Skip all pictures; return exactly the lines from the one containing "303L525 304L524 259L498" through the end of the data.

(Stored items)
• • • • •

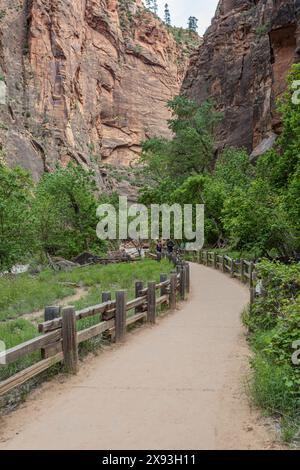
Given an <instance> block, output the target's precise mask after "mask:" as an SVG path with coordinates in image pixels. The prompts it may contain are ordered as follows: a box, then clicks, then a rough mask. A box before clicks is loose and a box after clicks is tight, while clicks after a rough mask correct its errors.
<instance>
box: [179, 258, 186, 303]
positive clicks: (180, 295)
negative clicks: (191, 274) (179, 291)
mask: <svg viewBox="0 0 300 470" xmlns="http://www.w3.org/2000/svg"><path fill="white" fill-rule="evenodd" d="M185 272H186V270H185V266H182V268H181V271H180V299H181V300H185V290H186V275H185Z"/></svg>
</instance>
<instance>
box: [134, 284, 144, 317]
mask: <svg viewBox="0 0 300 470" xmlns="http://www.w3.org/2000/svg"><path fill="white" fill-rule="evenodd" d="M143 289H144V283H143V282H142V281H137V282H136V283H135V298H136V299H138V298H139V297H142V293H141V291H142V290H143ZM142 311H143V306H142V305H140V306H139V307H136V308H135V314H138V313H141V312H142Z"/></svg>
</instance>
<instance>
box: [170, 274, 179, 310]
mask: <svg viewBox="0 0 300 470" xmlns="http://www.w3.org/2000/svg"><path fill="white" fill-rule="evenodd" d="M176 297H177V273H175V274H171V279H170V294H169V302H170V309H172V310H175V308H176Z"/></svg>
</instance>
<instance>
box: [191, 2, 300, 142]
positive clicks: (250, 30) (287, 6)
mask: <svg viewBox="0 0 300 470" xmlns="http://www.w3.org/2000/svg"><path fill="white" fill-rule="evenodd" d="M299 21H300V1H299V0H295V1H293V0H290V1H281V0H221V1H220V2H219V5H218V8H217V12H216V16H215V18H214V20H213V22H212V26H211V27H210V28H209V30H208V31H207V33H206V34H205V36H204V40H203V45H202V46H201V47H200V48H199V50H198V51H197V52H196V53H195V54H194V55H193V57H192V60H191V64H190V67H189V70H188V73H187V76H186V78H185V81H184V84H183V90H184V92H185V93H186V94H187V95H188V96H189V97H191V98H193V99H195V100H197V102H199V103H201V102H203V101H204V100H206V99H207V98H208V97H210V96H212V97H213V98H214V99H215V101H216V104H217V108H218V109H219V110H220V111H222V112H223V114H224V121H223V122H222V124H221V125H220V127H219V130H218V147H219V148H222V147H223V146H224V145H226V144H229V145H236V146H245V147H247V149H248V150H249V151H252V150H253V149H254V148H256V147H257V146H258V145H262V144H263V143H264V142H266V143H268V142H270V143H271V142H272V141H274V140H273V138H272V135H273V134H274V133H277V132H278V131H279V130H280V121H279V117H278V115H277V114H276V111H275V102H276V99H277V98H278V96H279V95H280V94H281V93H282V92H283V91H284V89H285V87H286V74H287V72H288V70H289V69H290V67H291V65H292V64H293V63H294V62H295V61H297V60H299V53H300V49H299V39H300V34H299Z"/></svg>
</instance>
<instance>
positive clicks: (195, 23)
mask: <svg viewBox="0 0 300 470" xmlns="http://www.w3.org/2000/svg"><path fill="white" fill-rule="evenodd" d="M188 29H189V31H191V32H193V33H196V32H197V29H198V19H197V18H196V17H195V16H190V17H189V22H188Z"/></svg>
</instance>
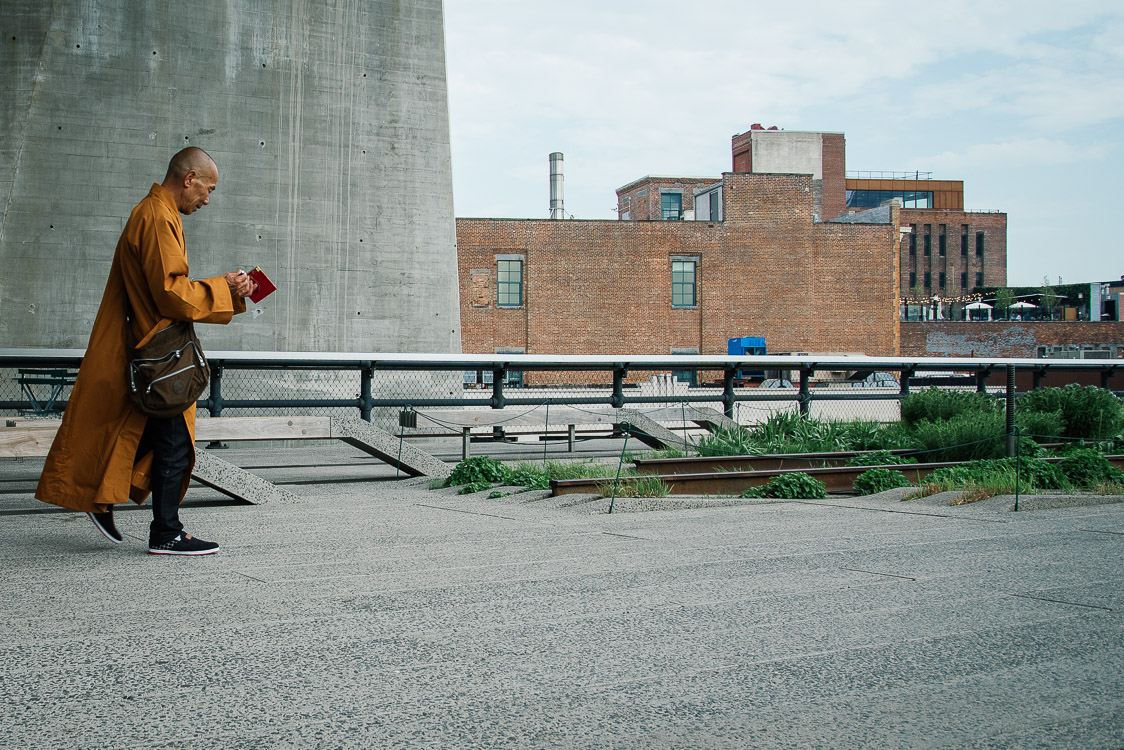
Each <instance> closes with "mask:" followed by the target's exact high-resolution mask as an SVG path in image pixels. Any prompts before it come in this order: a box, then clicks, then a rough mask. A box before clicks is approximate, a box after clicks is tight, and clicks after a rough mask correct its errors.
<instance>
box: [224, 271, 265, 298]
mask: <svg viewBox="0 0 1124 750" xmlns="http://www.w3.org/2000/svg"><path fill="white" fill-rule="evenodd" d="M223 278H224V279H226V283H227V284H228V286H229V287H230V293H232V295H237V296H238V297H250V296H251V295H252V293H254V291H255V290H256V289H257V283H256V282H255V281H254V280H253V279H251V278H250V277H248V275H246V272H245V271H233V272H230V273H224V274H223Z"/></svg>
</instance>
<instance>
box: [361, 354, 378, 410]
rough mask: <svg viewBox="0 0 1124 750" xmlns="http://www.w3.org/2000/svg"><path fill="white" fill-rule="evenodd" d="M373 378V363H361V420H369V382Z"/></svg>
mask: <svg viewBox="0 0 1124 750" xmlns="http://www.w3.org/2000/svg"><path fill="white" fill-rule="evenodd" d="M373 380H374V365H373V364H371V363H370V362H364V363H363V369H362V370H361V374H360V394H359V417H360V419H362V421H363V422H370V421H371V400H372V399H371V382H372V381H373Z"/></svg>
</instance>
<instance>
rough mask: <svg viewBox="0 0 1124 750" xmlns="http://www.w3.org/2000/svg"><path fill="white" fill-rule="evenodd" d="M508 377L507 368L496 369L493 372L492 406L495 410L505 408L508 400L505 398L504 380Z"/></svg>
mask: <svg viewBox="0 0 1124 750" xmlns="http://www.w3.org/2000/svg"><path fill="white" fill-rule="evenodd" d="M506 377H507V369H506V368H496V369H495V370H492V398H491V406H492V408H493V409H501V408H504V404H506V403H507V399H505V398H504V378H506Z"/></svg>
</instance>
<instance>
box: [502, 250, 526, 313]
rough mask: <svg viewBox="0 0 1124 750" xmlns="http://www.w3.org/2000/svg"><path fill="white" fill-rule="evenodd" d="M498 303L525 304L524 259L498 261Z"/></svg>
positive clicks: (503, 305)
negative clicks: (524, 293)
mask: <svg viewBox="0 0 1124 750" xmlns="http://www.w3.org/2000/svg"><path fill="white" fill-rule="evenodd" d="M496 280H497V284H496V289H497V299H496V301H497V304H498V305H499V306H500V307H522V306H523V261H522V260H498V261H496Z"/></svg>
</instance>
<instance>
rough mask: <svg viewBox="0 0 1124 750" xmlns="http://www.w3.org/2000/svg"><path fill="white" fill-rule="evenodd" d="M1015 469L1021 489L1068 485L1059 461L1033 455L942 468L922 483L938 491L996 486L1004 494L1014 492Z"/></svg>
mask: <svg viewBox="0 0 1124 750" xmlns="http://www.w3.org/2000/svg"><path fill="white" fill-rule="evenodd" d="M1016 470H1017V475H1018V477H1017V478H1018V486H1019V488H1021V489H1022V490H1023V491H1033V490H1041V489H1068V488H1069V487H1071V482H1070V480H1069V479H1068V478H1067V477H1066V473H1064V472H1063V471H1062V470H1061V469H1060V468H1059V467H1058V464H1054V463H1046V462H1045V461H1043V460H1041V459H1035V458H1024V459H989V460H984V461H971V462H969V463H962V464H959V466H954V467H942V468H940V469H937V470H935V471H933V472H932V473H930V475H928V477H926V478H925V481H924V484H925V485H928V486H935V487H937V488H939V489H941V490H949V489H972V488H976V487H991V488H999V489H1000V490H1001V491H1003V493H1014V490H1015V479H1016ZM996 494H998V493H996Z"/></svg>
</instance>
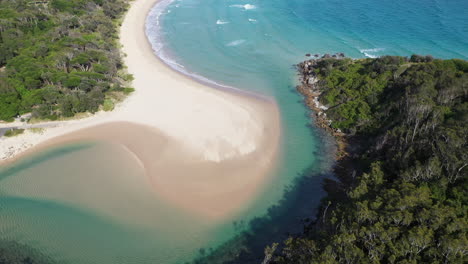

• • • • •

- [Exercise output]
rough mask: <svg viewBox="0 0 1124 750" xmlns="http://www.w3.org/2000/svg"><path fill="white" fill-rule="evenodd" d="M498 303L525 304L524 259L498 261Z"/></svg>
positive clicks: (503, 305)
negative clicks: (524, 293)
mask: <svg viewBox="0 0 1124 750" xmlns="http://www.w3.org/2000/svg"><path fill="white" fill-rule="evenodd" d="M496 280H497V284H496V289H497V299H496V301H497V304H498V305H499V306H500V307H522V306H523V261H522V260H498V261H496Z"/></svg>
</instance>
<instance>
rough mask: <svg viewBox="0 0 1124 750" xmlns="http://www.w3.org/2000/svg"><path fill="white" fill-rule="evenodd" d="M1015 469L1021 489L1068 485L1059 461L1033 455L942 468L922 483L938 491L996 486L1004 494L1014 492Z"/></svg>
mask: <svg viewBox="0 0 1124 750" xmlns="http://www.w3.org/2000/svg"><path fill="white" fill-rule="evenodd" d="M1016 470H1017V475H1018V477H1017V478H1018V486H1019V488H1021V489H1022V490H1023V491H1033V490H1041V489H1068V488H1069V487H1071V482H1070V480H1069V479H1068V478H1067V477H1066V473H1064V472H1063V471H1062V470H1061V469H1060V468H1059V467H1058V464H1054V463H1046V462H1045V461H1043V460H1041V459H1035V458H1024V459H989V460H984V461H971V462H969V463H962V464H959V466H954V467H942V468H940V469H937V470H935V471H933V472H932V473H930V475H928V477H926V478H925V481H924V484H925V485H928V486H935V487H937V488H939V489H941V490H949V489H972V488H976V487H991V488H999V489H1000V490H1001V491H1003V493H1014V490H1015V479H1016ZM996 494H998V493H996Z"/></svg>
</instance>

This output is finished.